RAW DATA:
*** Block opens ***
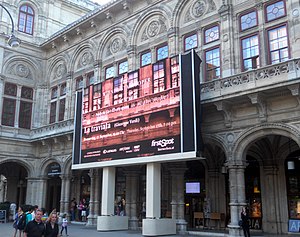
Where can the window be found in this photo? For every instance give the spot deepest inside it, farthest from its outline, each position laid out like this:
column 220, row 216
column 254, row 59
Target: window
column 146, row 59
column 52, row 112
column 118, row 90
column 79, row 83
column 190, row 42
column 26, row 19
column 11, row 99
column 162, row 52
column 211, row 34
column 175, row 72
column 123, row 67
column 8, row 112
column 159, row 77
column 212, row 64
column 25, row 107
column 278, row 44
column 58, row 100
column 248, row 20
column 250, row 52
column 97, row 89
column 133, row 86
column 109, row 72
column 275, row 10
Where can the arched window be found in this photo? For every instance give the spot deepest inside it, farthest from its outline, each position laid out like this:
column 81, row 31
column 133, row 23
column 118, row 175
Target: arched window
column 26, row 19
*** Block closes ***
EXERCISE: Exact copy, no pictures: please print the data above once more.

SOLUTION:
Where can the window be found in this photo? For every instance give the spot deepest inside it, farthest from its outline, each position laid out like this:
column 220, row 216
column 254, row 59
Target: window
column 146, row 59
column 52, row 112
column 118, row 90
column 79, row 83
column 190, row 42
column 26, row 19
column 11, row 99
column 162, row 52
column 211, row 34
column 175, row 72
column 123, row 67
column 8, row 112
column 159, row 77
column 212, row 64
column 25, row 107
column 278, row 44
column 58, row 100
column 248, row 20
column 250, row 52
column 97, row 89
column 133, row 86
column 109, row 72
column 275, row 10
Where can the arched window be found in this photo? For every instance give the spot deepest inside it, farthest from its outline, each position laid out like this:
column 81, row 31
column 133, row 23
column 118, row 175
Target: arched window
column 26, row 19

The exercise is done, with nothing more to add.